◆ **Exercise requirements**
(1) In the Dryad dataset page on MSDIN cyclic peptide genes in Amanita, translate this sentence into Spanish: "However, the complete complement in any one species, and hence the genetic capacity for these fungi to make cyclic peptides, remains unknown."
(2) Reproduce verbatim the stretch of the Dryad dataset page on Amanita cyclic peptide genes from "Cite this dataset" through "peptides, remains unknown.".
(3) Write the continuation of the Dryad dataset page on Amanita cyclic peptide genes, picking up after its final sentence.

◆ **Document passage**
————————
Data from: Expansion and diversification of the MSDIN family of cyclic peptide genes in the poisonous agarics Amanita phalloides and A. bisporigera
Pulman, Jane A., Department of Plant Biology
Childs, Kevin L., Department of Plant Biology
Sgambelluri, R. Michael, Michigan State University
Walton, Jonathan D., Department of Plant Biology
Published Nov 30, 2017 on Dryad.
Cite this dataset
Pulman, Jane A.; Childs, Kevin L.; Sgambelluri, R. Michael; Walton, Jonathan D. (2017). Data from: Expansion and diversification of the MSDIN family of cyclic peptide genes in the poisonous agarics Amanita phalloides and A. bisporigera [Dataset]. Dryad. https://doi.org/10.5061/dryad.8k7jd
Background: The cyclic peptide toxins of Amanita mushrooms, such as α-amanitin and phalloidin, are encoded by the “MSDIN” gene family and ribosomally biosynthesized. Based on partial genome sequence and PCR analysis, some members of the MSDIN family were previously identified in Amanita bisporigera, and several other members are known from other species of Amanita. However, the complete complement in any one species, and hence the genetic capacity for these fungi to make cyclic peptides, remains unknown.
————————
◆ **Given records**
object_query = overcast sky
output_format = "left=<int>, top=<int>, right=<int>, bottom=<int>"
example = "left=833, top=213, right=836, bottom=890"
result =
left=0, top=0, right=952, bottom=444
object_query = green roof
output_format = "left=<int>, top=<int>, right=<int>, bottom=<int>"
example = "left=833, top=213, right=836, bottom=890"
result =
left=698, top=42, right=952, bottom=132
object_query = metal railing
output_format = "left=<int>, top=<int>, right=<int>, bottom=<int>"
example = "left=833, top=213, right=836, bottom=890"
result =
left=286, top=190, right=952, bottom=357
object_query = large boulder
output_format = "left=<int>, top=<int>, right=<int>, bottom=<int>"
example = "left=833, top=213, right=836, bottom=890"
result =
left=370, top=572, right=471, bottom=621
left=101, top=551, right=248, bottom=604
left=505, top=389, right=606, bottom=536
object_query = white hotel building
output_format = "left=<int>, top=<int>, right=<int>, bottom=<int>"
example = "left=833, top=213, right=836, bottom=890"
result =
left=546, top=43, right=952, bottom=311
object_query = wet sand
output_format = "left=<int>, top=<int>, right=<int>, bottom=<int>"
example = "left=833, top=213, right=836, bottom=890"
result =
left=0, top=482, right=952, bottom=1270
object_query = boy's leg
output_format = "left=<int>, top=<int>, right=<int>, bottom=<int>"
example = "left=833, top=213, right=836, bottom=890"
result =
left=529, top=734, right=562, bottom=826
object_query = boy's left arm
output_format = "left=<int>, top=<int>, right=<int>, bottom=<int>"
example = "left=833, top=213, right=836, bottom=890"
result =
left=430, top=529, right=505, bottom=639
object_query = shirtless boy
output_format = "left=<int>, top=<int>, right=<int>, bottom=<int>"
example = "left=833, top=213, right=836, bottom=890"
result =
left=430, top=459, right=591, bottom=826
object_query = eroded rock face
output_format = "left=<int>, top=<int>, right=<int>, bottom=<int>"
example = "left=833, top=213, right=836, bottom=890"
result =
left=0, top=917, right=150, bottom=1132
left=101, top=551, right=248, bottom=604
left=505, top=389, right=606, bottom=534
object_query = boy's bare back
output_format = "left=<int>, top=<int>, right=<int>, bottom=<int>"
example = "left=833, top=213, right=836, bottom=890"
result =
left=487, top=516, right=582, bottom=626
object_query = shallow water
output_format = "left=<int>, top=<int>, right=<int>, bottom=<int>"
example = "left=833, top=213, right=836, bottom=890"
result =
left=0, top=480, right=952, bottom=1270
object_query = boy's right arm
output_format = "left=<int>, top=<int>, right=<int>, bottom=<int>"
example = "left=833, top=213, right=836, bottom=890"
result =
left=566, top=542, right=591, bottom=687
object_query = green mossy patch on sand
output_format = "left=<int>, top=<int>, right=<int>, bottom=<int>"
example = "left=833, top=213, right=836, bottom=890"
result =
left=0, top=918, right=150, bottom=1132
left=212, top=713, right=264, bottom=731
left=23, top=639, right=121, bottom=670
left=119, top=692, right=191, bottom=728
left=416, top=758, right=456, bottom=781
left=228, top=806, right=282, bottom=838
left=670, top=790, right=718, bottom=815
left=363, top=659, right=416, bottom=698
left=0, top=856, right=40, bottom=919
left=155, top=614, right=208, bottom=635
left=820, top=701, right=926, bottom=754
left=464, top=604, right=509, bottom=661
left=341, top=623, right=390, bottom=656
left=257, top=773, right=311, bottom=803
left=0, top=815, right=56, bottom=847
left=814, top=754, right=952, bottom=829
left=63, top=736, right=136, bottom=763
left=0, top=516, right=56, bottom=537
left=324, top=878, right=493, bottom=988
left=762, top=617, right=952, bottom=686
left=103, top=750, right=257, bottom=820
————————
◆ **Answers by item number**
(1) Sin embargo, sigue sin conocerse el repertorio completo en una especie cualquiera y, por consiguiente, la capacidad genética de estos hongos para producir péptidos cíclicos.

(2)
Cite this dataset
Pulman, Jane A.; Childs, Kevin L.; Sgambelluri, R. Michael; Walton, Jonathan D. (2017). Data from: Expansion and diversification of the MSDIN family of cyclic peptide genes in the poisonous agarics Amanita phalloides and A. bisporigera [Dataset]. Dryad. https://doi.org/10.5061/dryad.8k7jd
Background: The cyclic peptide toxins of Amanita mushrooms, such as α-amanitin and phalloidin, are encoded by the “MSDIN” gene family and ribosomally biosynthesized. Based on partial genome sequence and PCR analysis, some members of the MSDIN family were previously identified in Amanita bisporigera, and several other members are known from other species of Amanita. However, the complete complement in any one species, and hence the genetic capacity for these fungi to make cyclic peptides, remains unknown.

(3)
Results: Draft genome sequences of two cyclic peptide-producing mushrooms, the “Death Cap” A. phalloides and the “Destroying Angel” A. bisporigera, were obtained. Each species has ~30 MSDIN genes, most of which are predicted to encode unknown cyclic peptides. Some MSDIN genes were duplicated in one or the other species, but only three were common to both species. A gene encoding cycloamanide B, a previously described nontoxic cyclic heptapeptide, was also present in A. phalloides, but genes for antamanide and cycloamanides A, C, and D were not. In A. bisporigera, RNA expression was observed for 20 of the MSDIN family members. Based on their predicted sequences, novel cyclic peptides were searched for by LC/MS/MS in extracts of A. phalloides. The presence of two cyclic peptides, named cycloamanides E and F with structures cyclo(SFFFPVP) and cyclo(IVGILGLP), was thereby demonstrated. Of the MSDIN genes reported earlier from another specimen of A. bisporigera, 9 of 14 were not found in the current genome assembly. Differences between previous and current results for the complement of MSDIN genes and cyclic peptides in the two fungi probably represents natural variation among geographically dispersed isolates of A. phalloides and among the members of the poorly defined A. bisporigera species complex. Both A. phalloides and A. bisporigera contain two prolyl oligopeptidase genes, one of which (POPB) is probably dedicated to cyclic peptide biosynthesis as it is in Galerina marginata.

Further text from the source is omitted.